> [GOAL]
Can you quote the lines below exactly, starting at the line with "of the sandy" and going through the last one?

> [DATA LISTING]
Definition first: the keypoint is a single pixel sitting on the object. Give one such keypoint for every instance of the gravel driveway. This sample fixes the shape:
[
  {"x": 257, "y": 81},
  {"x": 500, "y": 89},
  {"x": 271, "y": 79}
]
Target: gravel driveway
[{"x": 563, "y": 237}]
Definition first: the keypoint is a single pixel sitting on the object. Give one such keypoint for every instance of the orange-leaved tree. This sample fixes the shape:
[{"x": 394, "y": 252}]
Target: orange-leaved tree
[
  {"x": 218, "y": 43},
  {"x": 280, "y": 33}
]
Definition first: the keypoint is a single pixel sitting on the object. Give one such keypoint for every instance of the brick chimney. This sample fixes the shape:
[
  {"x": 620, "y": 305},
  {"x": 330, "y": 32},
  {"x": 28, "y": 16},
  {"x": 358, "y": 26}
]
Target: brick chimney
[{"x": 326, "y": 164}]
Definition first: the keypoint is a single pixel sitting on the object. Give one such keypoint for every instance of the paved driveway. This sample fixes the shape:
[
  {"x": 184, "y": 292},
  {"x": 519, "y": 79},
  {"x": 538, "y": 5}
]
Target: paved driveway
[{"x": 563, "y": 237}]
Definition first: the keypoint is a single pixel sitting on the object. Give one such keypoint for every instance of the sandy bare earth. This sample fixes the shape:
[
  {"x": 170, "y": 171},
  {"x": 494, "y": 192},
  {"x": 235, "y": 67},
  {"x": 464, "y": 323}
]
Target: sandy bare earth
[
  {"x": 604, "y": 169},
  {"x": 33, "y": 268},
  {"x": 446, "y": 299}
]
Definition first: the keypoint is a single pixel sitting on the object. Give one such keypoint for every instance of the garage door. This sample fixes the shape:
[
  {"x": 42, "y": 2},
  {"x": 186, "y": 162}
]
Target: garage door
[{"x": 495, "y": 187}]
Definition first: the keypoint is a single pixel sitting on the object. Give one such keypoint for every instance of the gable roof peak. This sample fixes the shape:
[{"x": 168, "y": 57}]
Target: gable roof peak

> [WRITTEN RESPONSE]
Definition first: the keypoint is a single pixel sitting on the object. Give one such keypoint for every instance of the sandy bare earth. This sample fixes the shape:
[
  {"x": 170, "y": 171},
  {"x": 494, "y": 192},
  {"x": 235, "y": 67},
  {"x": 464, "y": 323}
]
Target: sandy bare earth
[
  {"x": 604, "y": 169},
  {"x": 33, "y": 268},
  {"x": 446, "y": 299}
]
Definition first: the keypoint is a single pixel sitting on the object. Give one such keypoint for every instance of the garage door. This sample fixes the shape:
[
  {"x": 42, "y": 2},
  {"x": 186, "y": 162}
]
Target: garage door
[{"x": 495, "y": 187}]
Definition first: the keypoint is a single pixel sitting on the object. Give one such keypoint for every instance of the gable roof peak. This sample fixes the shape:
[{"x": 168, "y": 57}]
Target: gable roof peak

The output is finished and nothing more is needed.